(Short task 1): According to the Spark forum thread, which Key Class settings trigger the exceptions when PairRDDFunctions.saveAsNewAPIHadoopFile is used?
(Short task 2): Switch "photo" to "image" in the entries between the lines holding "point_to(query) returns, for every instance of the person's" and "pixel 90 84", inclusive, and return only those lines with nothing else altered.

(Document text):
++++++++++

Hi,
I am using hadoop2.5.2. My codes are listed as following. Besides, I also made
some further tests. I found the following interesting result:
1.I will meet those exceptions when I set the Key Class as NullWritable,
LongWritable, or IntWritable and used the
PairRDDFunctions.saveAsNewAPIHadoopFile API .
2.I won't meet those exceptions when I set the Key Class as Text or
BytesWritable and used the PairRDDFunctions.saveAsNewAPIHadoopFile API .
3.I won't meet those exceptions when I use the
SequenceFileRDDFunctions.saveAsSequenceFile API, no matter which class I set my
Key Class as. And sinceSequenceFileRDDFunctions.saveAsSequenceFile calls
PairRDDFunctions.saveAsHadoopFile, I suppose that the
PairRDDFunctions.saveAsHadoopFile API is also OK.
Following is my code,it's very simple. Please help me to find out is there
anything I did wrong, or does the PairRDDFunctions.saveAsNewAPIHadoopFile API
has bugs? Many Thanks!
******************My Code**********************
val conf = new SparkConf()
val sc = new SparkContext(conf)
val rdd =
sc.textFile("hdfs://bgdt-dev-hrb/user/spark/tst/charset/A_utf8.txt")
rdd.map(s => { val value = new Text(s); (NullWritable.get(),value) } )
.saveAsNewAPIHadoopFile("hdfs://bgdt-dev-hrb/user/spark/tst/seq.output.02",
classOf[NullWritable],classOf[Text],classOf[SequenceFileOutputFormat[NullWritable,Text]])
sc.stop()
------------------ Original ------------------
From: "yuzhihong";<[email protected]>;
Send time: Sunday, May 10, 2015 10:44 PM
To: "donhoff_h"<[email protected]>;
Cc: "user"<[email protected]>;
Subject: Re: Does NullWritable can not be used in Spark?
Looking at
./core/src/main/scala/org/apache/spark/api/java/JavaSparkContext.scala :
* Load an RDD saved as a SequenceFile containing serialized objects, with
NullWritable keys and
* BytesWritable values that contain a serialized partition. This is still an
experimental storage
...

++++++++++

(Named-object pointing records)

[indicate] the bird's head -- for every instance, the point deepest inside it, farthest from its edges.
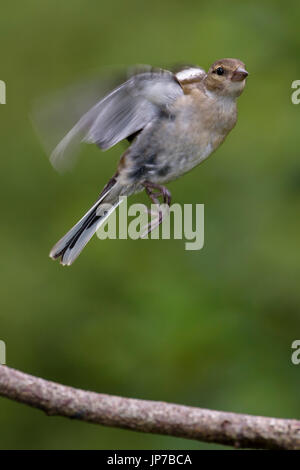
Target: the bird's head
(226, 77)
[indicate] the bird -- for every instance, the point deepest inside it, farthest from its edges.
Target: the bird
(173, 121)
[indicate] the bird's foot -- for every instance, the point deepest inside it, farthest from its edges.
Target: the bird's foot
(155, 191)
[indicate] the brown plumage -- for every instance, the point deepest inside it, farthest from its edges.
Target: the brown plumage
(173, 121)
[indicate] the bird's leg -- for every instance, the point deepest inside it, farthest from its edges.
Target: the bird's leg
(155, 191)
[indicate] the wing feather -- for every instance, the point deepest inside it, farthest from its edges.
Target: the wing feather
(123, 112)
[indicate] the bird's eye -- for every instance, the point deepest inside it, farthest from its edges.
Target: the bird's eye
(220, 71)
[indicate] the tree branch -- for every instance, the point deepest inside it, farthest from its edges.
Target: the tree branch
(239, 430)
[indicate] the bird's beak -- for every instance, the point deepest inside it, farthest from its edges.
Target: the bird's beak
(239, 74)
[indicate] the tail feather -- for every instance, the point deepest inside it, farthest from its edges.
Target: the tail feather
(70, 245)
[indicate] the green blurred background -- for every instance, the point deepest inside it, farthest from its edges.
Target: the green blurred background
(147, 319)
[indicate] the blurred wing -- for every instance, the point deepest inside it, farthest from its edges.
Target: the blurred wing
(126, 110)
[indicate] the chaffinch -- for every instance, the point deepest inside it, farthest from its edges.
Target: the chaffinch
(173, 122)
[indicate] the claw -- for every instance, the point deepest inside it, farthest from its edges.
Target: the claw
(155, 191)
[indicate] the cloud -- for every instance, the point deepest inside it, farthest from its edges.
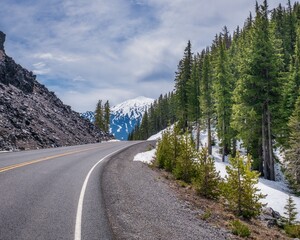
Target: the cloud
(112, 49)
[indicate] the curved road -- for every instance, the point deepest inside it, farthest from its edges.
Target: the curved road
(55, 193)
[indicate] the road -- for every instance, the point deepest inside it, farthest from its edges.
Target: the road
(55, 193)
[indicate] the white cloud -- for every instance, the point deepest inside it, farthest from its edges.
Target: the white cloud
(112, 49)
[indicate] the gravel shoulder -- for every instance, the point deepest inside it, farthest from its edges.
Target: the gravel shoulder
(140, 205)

++++++++++

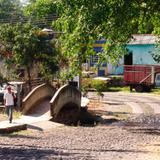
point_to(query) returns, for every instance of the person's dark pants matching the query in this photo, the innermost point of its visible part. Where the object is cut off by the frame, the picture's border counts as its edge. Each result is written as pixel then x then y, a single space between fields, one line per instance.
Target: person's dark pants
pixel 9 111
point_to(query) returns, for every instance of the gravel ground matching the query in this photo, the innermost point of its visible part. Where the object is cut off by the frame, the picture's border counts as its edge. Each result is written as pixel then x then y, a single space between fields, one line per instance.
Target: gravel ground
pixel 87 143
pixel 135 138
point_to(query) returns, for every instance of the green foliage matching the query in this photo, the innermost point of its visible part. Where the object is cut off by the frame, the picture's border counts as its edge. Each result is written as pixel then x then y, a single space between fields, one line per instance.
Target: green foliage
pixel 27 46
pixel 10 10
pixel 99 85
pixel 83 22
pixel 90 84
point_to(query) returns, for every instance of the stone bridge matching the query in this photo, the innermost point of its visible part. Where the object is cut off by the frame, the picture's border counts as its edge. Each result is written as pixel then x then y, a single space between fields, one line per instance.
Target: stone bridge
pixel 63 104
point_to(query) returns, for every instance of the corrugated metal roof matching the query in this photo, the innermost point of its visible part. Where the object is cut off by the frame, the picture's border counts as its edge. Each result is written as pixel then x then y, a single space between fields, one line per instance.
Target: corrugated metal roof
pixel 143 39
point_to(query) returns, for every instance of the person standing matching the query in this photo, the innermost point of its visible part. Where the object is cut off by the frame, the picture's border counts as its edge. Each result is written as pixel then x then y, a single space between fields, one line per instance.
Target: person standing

++++++++++

(Expected answer 1): NullWritable, LongWritable, IntWritable

(Expected answer 2):
point_to(query) returns, for every instance of the person's dark pants matching the query in this image, the innermost point of its visible part. Where the object is cut off by the frame, the picture's border counts as its edge. Each result is written as pixel then x then y, a single space between fields, one line per instance.
Target: person's dark pants
pixel 9 111
point_to(query) returns, for every instance of the gravel ground matching the query in this image, the innermost point of its visible part. Where the object is cut off by the frame, the picture's border counts as its edge. Each result is written as pixel then x then y, a single space between fields, one line per instance.
Target: gravel ground
pixel 87 143
pixel 135 138
point_to(query) returns, for every instance of the green foliage matching the query in this image, the innermost point of its visible part. Where the object is cut off by the frame, the picture's border counts as its edge. Each result is written as pixel then x then y, a single space between fields, one line per instance.
Target: green foliage
pixel 27 46
pixel 10 10
pixel 99 85
pixel 83 22
pixel 90 84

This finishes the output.